[Photo-based referring expression data]
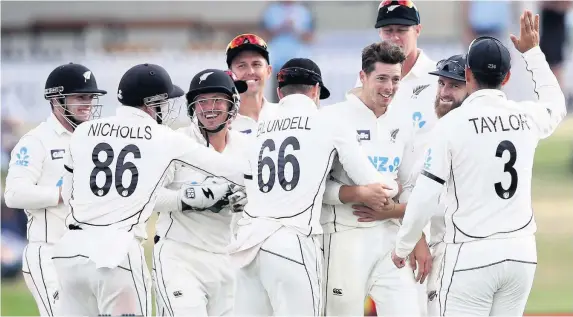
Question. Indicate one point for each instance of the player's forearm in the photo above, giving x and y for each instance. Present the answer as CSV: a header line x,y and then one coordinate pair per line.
x,y
167,200
545,83
332,193
418,213
397,211
22,195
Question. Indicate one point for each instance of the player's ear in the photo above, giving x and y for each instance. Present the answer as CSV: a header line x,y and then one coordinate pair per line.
x,y
468,76
418,29
506,79
316,93
362,77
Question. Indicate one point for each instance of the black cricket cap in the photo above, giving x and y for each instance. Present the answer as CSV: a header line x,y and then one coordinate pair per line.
x,y
397,13
302,71
488,56
214,80
71,79
146,83
454,67
246,42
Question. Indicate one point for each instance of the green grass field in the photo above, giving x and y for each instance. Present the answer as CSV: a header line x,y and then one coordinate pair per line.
x,y
553,200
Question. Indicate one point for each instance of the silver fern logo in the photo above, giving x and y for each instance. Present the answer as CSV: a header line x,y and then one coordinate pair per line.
x,y
393,135
417,90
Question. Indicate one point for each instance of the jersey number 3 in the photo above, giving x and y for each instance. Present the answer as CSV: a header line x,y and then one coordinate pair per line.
x,y
120,167
283,159
507,168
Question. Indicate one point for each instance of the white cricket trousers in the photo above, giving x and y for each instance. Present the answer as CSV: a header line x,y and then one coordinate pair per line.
x,y
358,263
283,279
490,277
90,291
191,282
41,278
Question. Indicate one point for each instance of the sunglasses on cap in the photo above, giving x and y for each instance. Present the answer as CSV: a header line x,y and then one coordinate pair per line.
x,y
406,3
452,67
306,75
247,39
475,41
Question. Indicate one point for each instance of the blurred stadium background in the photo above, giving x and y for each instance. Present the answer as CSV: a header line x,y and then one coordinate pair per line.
x,y
188,36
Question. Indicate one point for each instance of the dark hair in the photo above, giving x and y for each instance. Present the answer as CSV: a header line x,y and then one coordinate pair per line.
x,y
383,52
295,89
488,81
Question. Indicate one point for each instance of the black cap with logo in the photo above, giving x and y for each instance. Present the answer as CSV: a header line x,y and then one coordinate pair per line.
x,y
71,79
397,13
246,42
488,56
302,71
453,67
146,83
214,80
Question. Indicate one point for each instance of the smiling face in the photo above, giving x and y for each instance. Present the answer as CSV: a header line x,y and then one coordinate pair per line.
x,y
253,68
450,95
381,84
212,109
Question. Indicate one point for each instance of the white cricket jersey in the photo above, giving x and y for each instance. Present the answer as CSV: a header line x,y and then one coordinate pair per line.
x,y
483,152
117,163
291,158
414,101
35,175
385,141
205,230
248,125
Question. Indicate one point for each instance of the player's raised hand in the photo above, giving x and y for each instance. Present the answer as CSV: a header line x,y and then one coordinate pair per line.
x,y
238,198
421,260
367,214
528,32
374,196
204,196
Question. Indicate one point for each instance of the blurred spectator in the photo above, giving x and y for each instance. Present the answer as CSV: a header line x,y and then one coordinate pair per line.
x,y
491,18
289,28
553,35
13,238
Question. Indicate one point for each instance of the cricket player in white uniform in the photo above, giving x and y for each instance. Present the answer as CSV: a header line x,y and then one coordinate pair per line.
x,y
450,95
34,179
115,166
191,268
248,58
277,247
399,22
357,252
483,152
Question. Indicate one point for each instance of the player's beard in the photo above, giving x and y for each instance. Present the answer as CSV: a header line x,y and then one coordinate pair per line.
x,y
443,109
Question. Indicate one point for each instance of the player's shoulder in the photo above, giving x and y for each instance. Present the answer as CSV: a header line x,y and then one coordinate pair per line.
x,y
335,109
37,133
240,137
32,140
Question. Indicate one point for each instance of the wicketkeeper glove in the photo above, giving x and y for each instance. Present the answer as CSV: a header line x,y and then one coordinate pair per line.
x,y
199,197
238,198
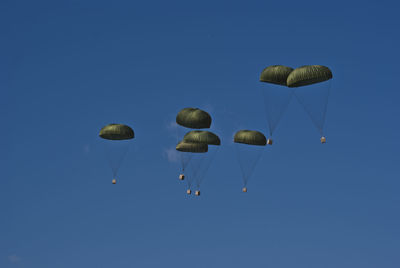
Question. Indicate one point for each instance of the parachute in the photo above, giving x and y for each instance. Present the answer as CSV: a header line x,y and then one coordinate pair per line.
x,y
312,83
202,164
276,94
198,136
116,138
248,156
193,118
187,151
117,132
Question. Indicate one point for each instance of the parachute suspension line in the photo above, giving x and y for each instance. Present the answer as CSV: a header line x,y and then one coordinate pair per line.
x,y
200,179
272,124
241,167
325,107
252,167
318,125
196,170
117,165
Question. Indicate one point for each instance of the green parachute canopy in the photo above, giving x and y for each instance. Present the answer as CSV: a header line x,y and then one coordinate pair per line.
x,y
198,136
189,147
117,132
193,118
275,74
308,75
250,137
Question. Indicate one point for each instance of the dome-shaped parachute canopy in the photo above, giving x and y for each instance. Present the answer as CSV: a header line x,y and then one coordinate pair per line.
x,y
193,118
198,136
308,75
275,74
250,137
117,132
189,147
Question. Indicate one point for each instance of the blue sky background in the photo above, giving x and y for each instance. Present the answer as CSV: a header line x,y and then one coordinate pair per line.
x,y
67,68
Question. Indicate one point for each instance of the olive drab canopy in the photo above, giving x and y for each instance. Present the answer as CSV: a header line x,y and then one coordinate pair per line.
x,y
198,136
308,75
117,132
189,147
250,137
193,118
275,74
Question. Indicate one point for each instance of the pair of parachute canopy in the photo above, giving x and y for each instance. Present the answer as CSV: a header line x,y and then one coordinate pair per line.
x,y
196,141
299,77
302,76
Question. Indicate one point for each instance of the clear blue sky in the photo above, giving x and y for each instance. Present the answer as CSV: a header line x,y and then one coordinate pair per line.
x,y
70,67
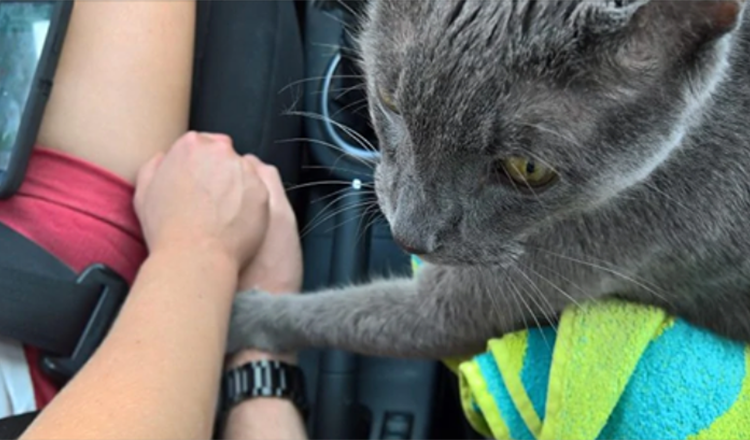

WORK TASK
Please reproduce the records above exactly, omitting every picture.

REPLY TO THE EXERCISE
Question. Indicate one point for each instance of the player's forearm in the photo above, giving x and y for each instance. Present the answer as CSV: a header line x,y and then one coordinate pair per line.
x,y
167,200
545,83
332,193
418,213
397,211
22,195
Question. Indicate one point for each instance of the player's ear in the photo above, giving x and y for each instance. Present the answer as CSV: a header line x,y and then one coordinate pair per line.
x,y
468,76
418,29
506,79
316,93
362,77
Question. Indicate one point for each instance of the black cricket cap in the photo above, giving x and y for each instance. Present the answer as CSV: a header line x,y and then one coordinate pair per line.
x,y
397,13
302,71
488,56
214,80
71,79
146,83
454,67
246,42
Question. Indicate one point for each instance of the green grass field in the photo above, giving x and y for each instance. Present the answer as CSV: a header line x,y and then one coordinate pair per line.
x,y
553,200
Question. Indicate one point for each instance of the silver fern logo in the photo above, giving x and y for each instance. Present the answer as CSV: a header line x,y and then one coordinate pair per line.
x,y
393,135
417,90
Question. Indicate one point for each instance of the jersey number 3 in the photo above, giving x and y for each instance. Present the answer as CSV: a header line x,y and then one coordinate pair per line.
x,y
120,167
283,159
507,168
Question. Indicate one point for each instance of the white cricket trousers in the photo above, giving x and y for each instance. Present the answer as CSV: a header line x,y and then one coordinate pair per line.
x,y
358,263
283,279
490,277
90,291
191,282
41,278
Question. Indicate one point for each instance of the sunglasses on cap in the photo above, giving x and y for each instance. Present the answer as CSV: a header line x,y and then one coordinate pair per line.
x,y
406,3
452,67
306,75
247,39
475,41
Question. Indicate one point for each instance of the blurred stadium background in the photo above, giving x and y for each instance. Present the answer as CSV: a header line x,y and then one coordinate pair per line.
x,y
188,36
Question. Indicate one point for each instance of the dark hair in the photo above, giving x and y for each instance. Present the answer as CSV: a header line x,y and then one coordinate pair per line.
x,y
383,52
295,89
488,81
Question. Indicate one point for each instance of the black cap with logo in the photo above, giving x and y for each instance. Present the answer as CSV: a header line x,y and then one coordinate pair per line.
x,y
71,79
397,13
246,42
488,56
302,71
453,67
146,83
214,80
Question. Indicate one point for each instance of the smiling face in the photo above, giving x and y for each instance. Present the answer as CSV: a header line x,y and then one coordinate pair per line.
x,y
253,68
450,95
381,84
212,109
Question. Indicate one point for each instance of the white cricket jersey in the photo above, giving x and y for each instance. Present the answer as CSV: a header line x,y and then one coordinate pair per line.
x,y
483,152
117,163
291,158
414,101
35,175
385,141
205,230
248,125
Question. Indicate one point for each instance of the player's raised hand in the photo above, giving x and y for each instance. Present the answer as CSV: a header line x,y and then one coordinate pair per line.
x,y
238,198
421,260
367,214
528,32
374,196
204,196
Question. Indicate one point for each instance of the blurred spectator in the photo above, giving x and y for each instance. Present the answer as CSV: a header line x,y and then one coordinate pair per line.
x,y
491,18
289,28
553,35
13,238
Question. Indicate one point for each instance of the cricket player in white uniform in the photo above, giving x and y for each instance. Present the answer as CSV: a header line x,y and then one coordinate pair per line.
x,y
450,95
34,179
115,166
191,268
248,58
277,247
399,22
357,252
483,152
Question. Indicate one point for each instance of the player's beard in the photo above, giving x and y for each instance. Present the answer as CSV: a header line x,y and then one coordinate pair per line.
x,y
443,109
Question. Indicate one point for each instance of the player's shoulder in the photo above, giving x and y for each instance. Present the answer as CSV: a header line x,y and then one coordinate pair per line.
x,y
335,109
37,133
240,137
32,140
Question. Indicate one point for each instance of the wicketkeeper glove in the photo above, giving x and y for each instance. Present the answer as CSV: a header line x,y and then one coordinate pair per line.
x,y
199,197
238,198
Question. Indicate one point for each instance of the parachute in the photo above, giving x and y for each instance. Present the answer as CSV: a header line x,y and then one coordinate pair per line.
x,y
312,83
202,164
276,94
198,136
116,138
248,156
193,118
187,151
117,132
Question. Indicate one point for each instance of the parachute suspension line in the photo above, giving x and y for each instance. Present the answer as CSV: a header line x,y and then one coordinate pair per line.
x,y
200,179
272,124
241,167
325,107
252,167
318,125
196,170
117,165
Question. Indicate one point for each instance of the green parachute canopy in the photo above, giving x and y for each instance. Present the answer as CSV: a header line x,y and then one coordinate pair per line.
x,y
198,136
189,147
117,132
193,118
275,74
308,75
250,137
Question. Indicate one point for each instance of the dome-shaped parachute canopy in the photo above, giving x and y for each instance. Present the answer as CSV: a header line x,y and then one coordinate pair per line.
x,y
193,118
198,136
308,75
275,74
250,137
117,132
189,147
Question. Indicate one point for each instance of the blue sky background in the photo above, giving x and y for each instance. Present the answer as CSV: a header line x,y and then one coordinate pair per line.
x,y
67,68
Question. Indicate one point for each instance of the olive drab canopy in the photo above, giving x and y for each instance. Present the answer as CSV: a header line x,y and then one coordinate pair per line.
x,y
198,136
308,75
117,132
189,147
250,137
193,118
275,74
Question. Indicate one point for each instance of the pair of parachute canopy in the photo above, giving x and y for each instance. Present the answer as CSV: a header line x,y and then one coordinate pair per line.
x,y
196,141
299,77
302,76
Question. Indicate one point for each instance of the clear blue sky in the photo above, giving x and y for each instance. Present the answer as CSV: a header line x,y and then one coordinate pair per line.
x,y
70,67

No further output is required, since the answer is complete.